_TEXT BLOCK:_
--

Who said you need a car to explore Malta? This guide will show you how to get around Malta by public transport. All for an accident and hassle-free trip!
First of all, if you’re thinking of going to Malta, you’re on to some great holidays. I can completely validate your intentions.
While hanging out near the crystal azure waters is surely rewarding during the hot summer days, Malta is primarily an island of contrasts. It’s filled with an enriched tradition arising from its tangled and rewarding history.
The question is: how to get around this fascinating island?
Malta by public transport or car?
It would have to be some other person traveling with me driving in Malta. But in the end we decided not to rely exclusively on the large network of buses in Malta.
Obviously, a car can take you to the remote places much easily without any waiting time. A bus will be slower.
However we weren’t in a rush and after reading a ton of travellers complaining about how horrendous was to drive in Malta – poor driving standards and horrible signage were the hot topics – I began to feel uncomfortable with the idea.

--

_DATA EXTRACT:_
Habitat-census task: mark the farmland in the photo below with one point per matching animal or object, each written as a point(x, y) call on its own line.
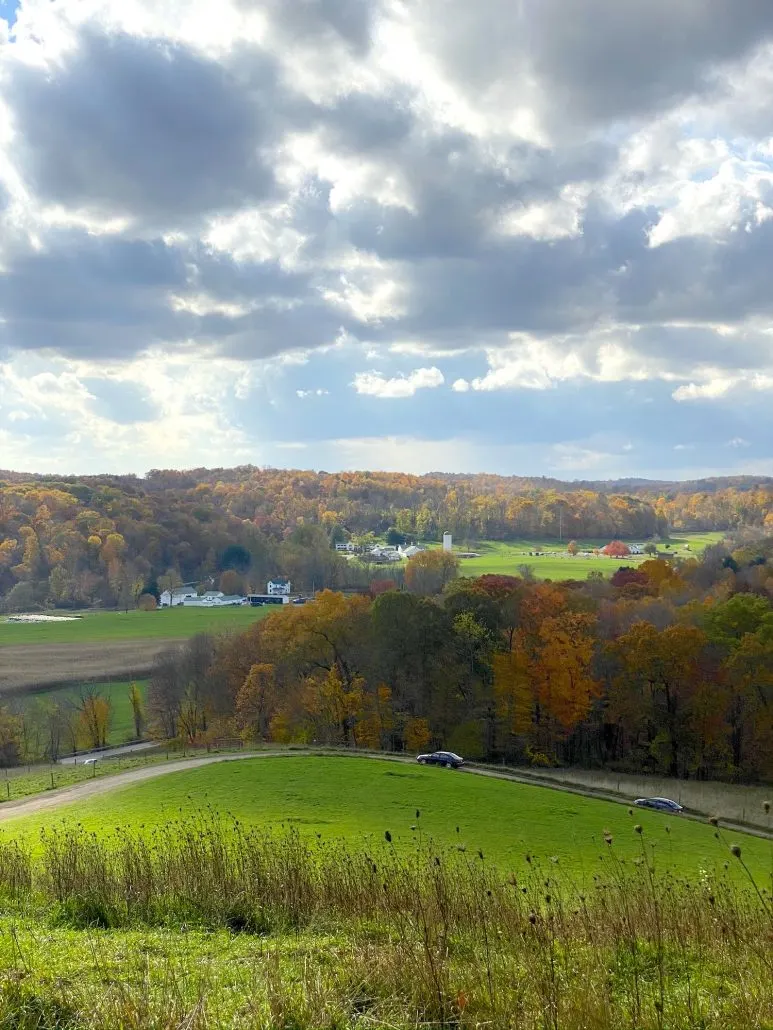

--

_AIM OF THE EXERCISE:_
Pick up the guide to getting around Malta by public transport right after its last sentence and write the next part.

_RESPONSE TO THE TASK:_
And then we came across with this maltese saying:
In the UK they drive on the left. In the US they drive on the right. In Malta we drive on the shade.
Yeaaaahh, how about no? Bus turned out to be a great value-for-money option to get around Malta: cheap, safe and a much more local experience.
Malta by public transport: Getting around by bus
Getting around by bus is straight-forward. It’s usually safe and hassle-free and the island is very well connected. There are roughly 80 routes on the Maltese islands, operating daily between 5:30 and 23:00hrs.
Google Maps was useful to know the routes and even the bus schedule, but you can use the official journey planner. Frequency is generally pretty good on major routes.
In the major routes (e.g. Mellieha – Sliema) the buses are modern with comfortable seats. However in smaller ones, my favorites, you’ll most likely get a bumpy ride in a mini-van throughout the middle of nowhere. This russian roulette of comfort just added to the experience!
We visited Blue Lagoon, Ghadira Bay, Ghajn Tuffieha, Mdina, Marsaxlokk and Valletta pretty easily, just by using bus.
Malta Bus Ticket Prices
Back in 2014, a 7-day public bus ticket costed only 6,50 euros (!). Prices have changed significantly since then though. The below are the ticket prices from 2016.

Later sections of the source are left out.